WORK REQUIRED> Only the lines below between the ones containing "point(218, 1)" and "point(111, 70)", inclusive, are to be reproduced, each exactly as it stands.

━━━ THE RECORDS

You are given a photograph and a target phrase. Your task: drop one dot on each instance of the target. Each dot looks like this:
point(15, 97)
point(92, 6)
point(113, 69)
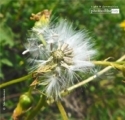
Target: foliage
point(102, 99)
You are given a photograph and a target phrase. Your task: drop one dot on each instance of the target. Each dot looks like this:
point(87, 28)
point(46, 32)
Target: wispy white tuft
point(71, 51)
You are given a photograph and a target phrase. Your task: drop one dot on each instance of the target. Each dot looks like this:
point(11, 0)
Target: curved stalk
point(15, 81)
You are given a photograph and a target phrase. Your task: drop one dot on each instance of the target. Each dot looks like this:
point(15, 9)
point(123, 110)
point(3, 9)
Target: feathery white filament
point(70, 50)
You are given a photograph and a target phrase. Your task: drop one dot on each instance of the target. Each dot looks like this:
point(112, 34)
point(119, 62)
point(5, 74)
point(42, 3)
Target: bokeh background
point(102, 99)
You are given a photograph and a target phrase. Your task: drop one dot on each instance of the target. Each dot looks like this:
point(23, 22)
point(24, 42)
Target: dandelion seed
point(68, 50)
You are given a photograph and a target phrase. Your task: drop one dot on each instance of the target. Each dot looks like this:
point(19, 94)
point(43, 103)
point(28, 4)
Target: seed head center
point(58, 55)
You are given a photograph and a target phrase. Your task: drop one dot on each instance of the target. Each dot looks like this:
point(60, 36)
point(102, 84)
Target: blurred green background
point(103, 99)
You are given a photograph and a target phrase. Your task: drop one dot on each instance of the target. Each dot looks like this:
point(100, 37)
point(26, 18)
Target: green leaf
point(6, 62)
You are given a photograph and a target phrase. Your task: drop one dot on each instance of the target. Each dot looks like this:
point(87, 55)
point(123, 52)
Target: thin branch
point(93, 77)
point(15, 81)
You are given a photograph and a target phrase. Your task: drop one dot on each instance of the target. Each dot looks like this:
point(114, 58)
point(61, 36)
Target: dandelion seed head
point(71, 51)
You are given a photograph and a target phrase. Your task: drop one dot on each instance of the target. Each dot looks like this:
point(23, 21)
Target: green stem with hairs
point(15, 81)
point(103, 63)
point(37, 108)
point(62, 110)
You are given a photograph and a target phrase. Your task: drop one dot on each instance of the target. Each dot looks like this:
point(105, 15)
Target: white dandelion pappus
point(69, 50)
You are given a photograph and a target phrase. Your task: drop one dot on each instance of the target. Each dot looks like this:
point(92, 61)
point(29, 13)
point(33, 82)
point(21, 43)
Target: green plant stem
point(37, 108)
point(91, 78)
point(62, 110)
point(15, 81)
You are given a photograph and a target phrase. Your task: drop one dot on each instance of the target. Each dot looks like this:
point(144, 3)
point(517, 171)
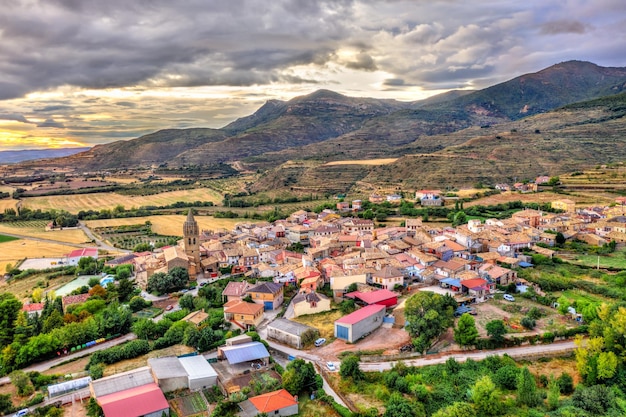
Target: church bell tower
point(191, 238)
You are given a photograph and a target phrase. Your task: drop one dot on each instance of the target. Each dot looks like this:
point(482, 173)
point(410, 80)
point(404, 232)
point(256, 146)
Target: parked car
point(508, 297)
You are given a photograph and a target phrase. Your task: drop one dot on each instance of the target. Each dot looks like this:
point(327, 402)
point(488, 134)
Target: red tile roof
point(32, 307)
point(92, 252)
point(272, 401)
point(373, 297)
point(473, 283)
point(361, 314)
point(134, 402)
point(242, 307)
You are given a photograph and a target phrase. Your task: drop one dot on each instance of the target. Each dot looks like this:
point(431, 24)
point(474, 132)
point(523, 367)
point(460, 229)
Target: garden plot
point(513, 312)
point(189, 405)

━━━━━━
━━━ THE RECORDS

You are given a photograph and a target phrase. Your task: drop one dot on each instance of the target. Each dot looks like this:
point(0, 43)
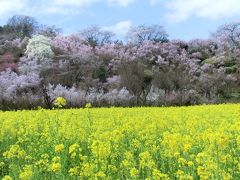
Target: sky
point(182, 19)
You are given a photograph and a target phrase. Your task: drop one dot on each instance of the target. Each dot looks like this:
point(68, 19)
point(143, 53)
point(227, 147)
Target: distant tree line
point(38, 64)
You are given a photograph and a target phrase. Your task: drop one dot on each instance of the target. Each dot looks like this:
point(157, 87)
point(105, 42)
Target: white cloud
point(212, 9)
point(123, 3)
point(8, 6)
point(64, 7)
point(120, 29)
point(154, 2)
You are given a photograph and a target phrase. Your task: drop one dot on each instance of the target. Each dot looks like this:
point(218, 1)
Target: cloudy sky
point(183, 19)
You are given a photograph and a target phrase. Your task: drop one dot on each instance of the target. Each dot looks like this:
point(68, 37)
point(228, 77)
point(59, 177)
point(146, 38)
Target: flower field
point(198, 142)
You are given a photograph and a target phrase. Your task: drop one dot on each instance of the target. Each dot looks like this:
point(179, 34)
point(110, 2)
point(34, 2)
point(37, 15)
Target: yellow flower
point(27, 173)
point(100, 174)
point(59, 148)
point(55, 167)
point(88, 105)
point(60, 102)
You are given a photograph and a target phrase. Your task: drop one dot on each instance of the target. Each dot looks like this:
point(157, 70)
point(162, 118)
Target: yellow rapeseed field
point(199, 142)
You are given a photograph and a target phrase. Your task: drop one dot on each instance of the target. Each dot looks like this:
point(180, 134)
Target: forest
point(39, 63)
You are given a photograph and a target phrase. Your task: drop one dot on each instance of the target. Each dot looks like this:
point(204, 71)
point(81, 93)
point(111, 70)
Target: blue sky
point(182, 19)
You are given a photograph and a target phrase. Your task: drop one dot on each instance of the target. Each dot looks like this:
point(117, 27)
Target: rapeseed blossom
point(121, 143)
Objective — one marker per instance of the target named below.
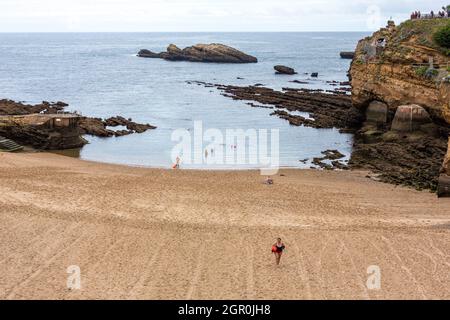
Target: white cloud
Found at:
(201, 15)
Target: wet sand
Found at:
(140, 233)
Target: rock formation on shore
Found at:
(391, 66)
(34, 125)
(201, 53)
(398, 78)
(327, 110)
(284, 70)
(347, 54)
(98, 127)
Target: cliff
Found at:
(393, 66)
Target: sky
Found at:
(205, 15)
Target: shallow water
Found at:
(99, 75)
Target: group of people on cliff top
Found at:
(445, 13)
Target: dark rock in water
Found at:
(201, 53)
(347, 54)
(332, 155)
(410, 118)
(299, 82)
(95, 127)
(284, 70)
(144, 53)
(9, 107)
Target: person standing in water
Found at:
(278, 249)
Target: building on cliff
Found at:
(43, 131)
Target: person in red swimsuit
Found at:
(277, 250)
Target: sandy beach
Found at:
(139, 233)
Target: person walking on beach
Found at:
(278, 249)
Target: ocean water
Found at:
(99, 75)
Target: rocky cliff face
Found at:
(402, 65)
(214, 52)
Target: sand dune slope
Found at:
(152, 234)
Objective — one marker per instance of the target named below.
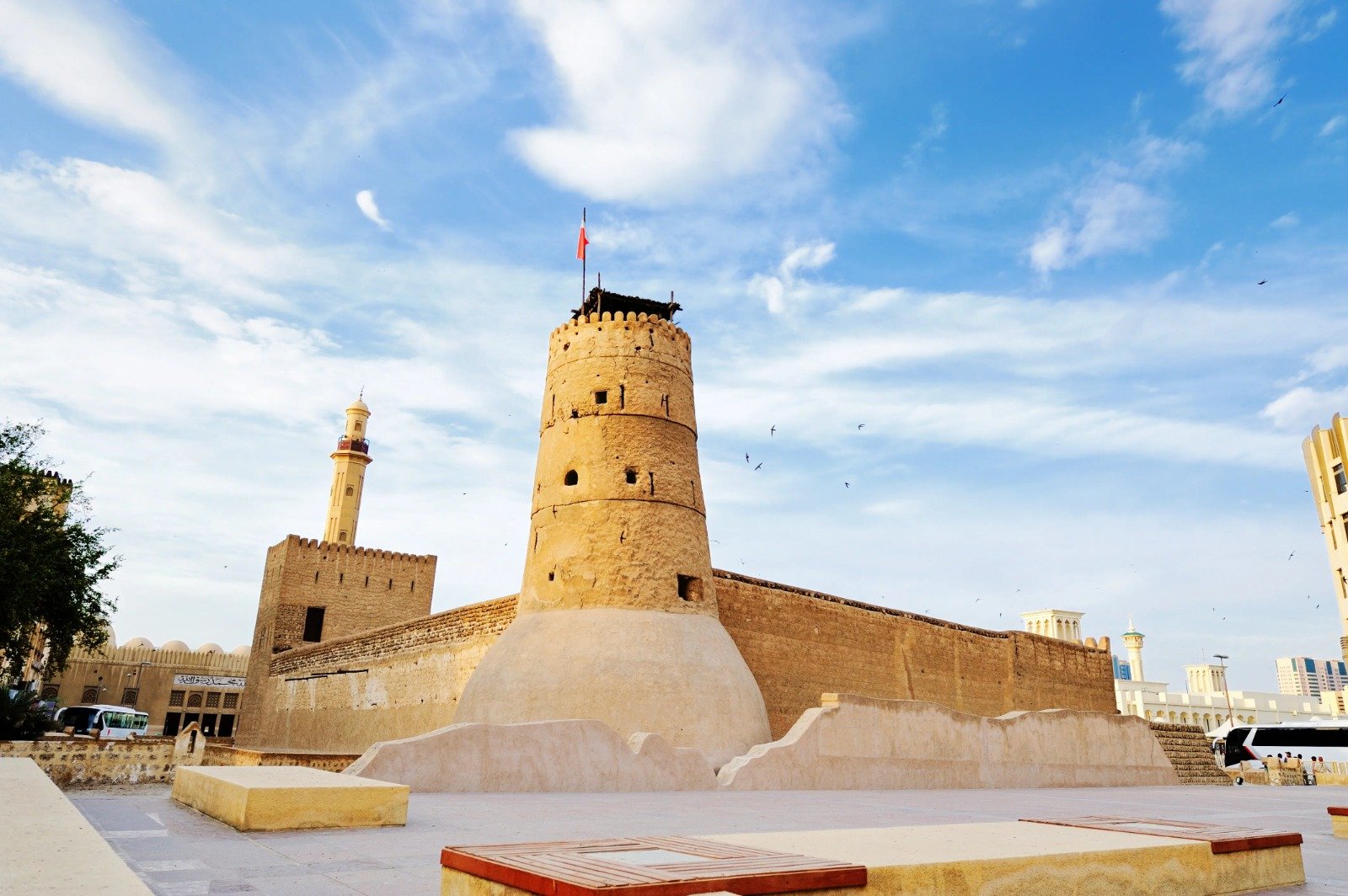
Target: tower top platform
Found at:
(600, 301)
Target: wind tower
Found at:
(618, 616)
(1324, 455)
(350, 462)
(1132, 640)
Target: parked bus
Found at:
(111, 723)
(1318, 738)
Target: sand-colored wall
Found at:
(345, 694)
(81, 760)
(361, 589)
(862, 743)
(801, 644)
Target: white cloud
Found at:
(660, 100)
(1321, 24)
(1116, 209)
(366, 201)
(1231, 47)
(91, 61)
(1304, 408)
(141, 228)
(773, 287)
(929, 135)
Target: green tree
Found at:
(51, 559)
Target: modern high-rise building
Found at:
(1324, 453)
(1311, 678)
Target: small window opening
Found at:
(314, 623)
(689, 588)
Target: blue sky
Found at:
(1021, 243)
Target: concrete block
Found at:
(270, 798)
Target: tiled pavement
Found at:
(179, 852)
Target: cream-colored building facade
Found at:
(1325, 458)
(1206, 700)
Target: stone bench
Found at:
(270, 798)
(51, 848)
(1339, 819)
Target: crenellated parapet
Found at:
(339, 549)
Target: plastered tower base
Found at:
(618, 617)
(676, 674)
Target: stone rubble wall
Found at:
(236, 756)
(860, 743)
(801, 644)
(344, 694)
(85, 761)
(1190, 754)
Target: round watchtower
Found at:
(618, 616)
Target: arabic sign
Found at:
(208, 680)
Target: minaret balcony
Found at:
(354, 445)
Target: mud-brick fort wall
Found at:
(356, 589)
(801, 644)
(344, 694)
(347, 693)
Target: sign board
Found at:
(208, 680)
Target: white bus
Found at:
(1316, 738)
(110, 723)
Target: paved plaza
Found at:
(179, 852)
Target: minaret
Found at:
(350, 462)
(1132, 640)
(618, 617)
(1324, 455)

━━━━━━
━━━ THE RECORDS

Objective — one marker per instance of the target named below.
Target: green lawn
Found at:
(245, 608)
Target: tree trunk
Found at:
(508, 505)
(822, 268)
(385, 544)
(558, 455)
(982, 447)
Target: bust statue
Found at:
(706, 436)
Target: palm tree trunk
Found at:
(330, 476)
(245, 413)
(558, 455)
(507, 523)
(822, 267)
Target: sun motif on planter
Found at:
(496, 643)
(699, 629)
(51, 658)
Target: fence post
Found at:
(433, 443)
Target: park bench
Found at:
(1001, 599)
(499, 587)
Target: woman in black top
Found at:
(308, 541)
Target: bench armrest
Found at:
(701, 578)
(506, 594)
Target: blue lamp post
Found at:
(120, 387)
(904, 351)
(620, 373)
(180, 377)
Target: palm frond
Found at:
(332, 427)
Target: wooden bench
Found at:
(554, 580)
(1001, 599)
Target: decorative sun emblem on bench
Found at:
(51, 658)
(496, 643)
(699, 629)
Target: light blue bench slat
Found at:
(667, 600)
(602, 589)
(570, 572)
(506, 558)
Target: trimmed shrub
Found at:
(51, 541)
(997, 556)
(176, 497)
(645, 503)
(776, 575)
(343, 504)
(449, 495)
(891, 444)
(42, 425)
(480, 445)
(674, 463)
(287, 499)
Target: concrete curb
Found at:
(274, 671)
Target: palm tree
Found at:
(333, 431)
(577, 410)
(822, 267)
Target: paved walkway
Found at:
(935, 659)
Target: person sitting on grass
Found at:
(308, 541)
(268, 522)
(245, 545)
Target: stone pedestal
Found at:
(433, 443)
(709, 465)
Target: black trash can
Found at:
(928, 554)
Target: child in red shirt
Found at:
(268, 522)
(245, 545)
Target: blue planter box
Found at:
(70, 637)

━━━━━━

RESPONSE TO THE EXERCISE>
point(218, 1)
Target: cloudy sky
point(183, 19)
You are given a photograph and a target phrase. Your task: drop one dot on each instance of the target. Each dot looks like this:
point(68, 37)
point(228, 77)
point(59, 177)
point(146, 38)
Target: flower field
point(198, 142)
You are given a photograph and a target phrase. Your task: drop one dot on each instance of the target. Each dot looks like this:
point(179, 34)
point(110, 2)
point(34, 2)
point(37, 15)
Target: yellow flower
point(27, 173)
point(100, 174)
point(59, 148)
point(55, 167)
point(88, 105)
point(60, 102)
You are given a photograph and a target phrase. Your task: drop one dot on each instance of the target. Each dot looks like this:
point(157, 70)
point(162, 118)
Target: yellow rapeseed field
point(199, 142)
You are given a photograph and a target phrase. Your task: drop one dot on each instance of the target. Each dot looks like this:
point(180, 134)
Target: forest
point(39, 63)
You are given a photograph and a target phrase. Your task: drop one dot on each instance of the target. Each dot looks like this:
point(204, 71)
point(81, 93)
point(111, 70)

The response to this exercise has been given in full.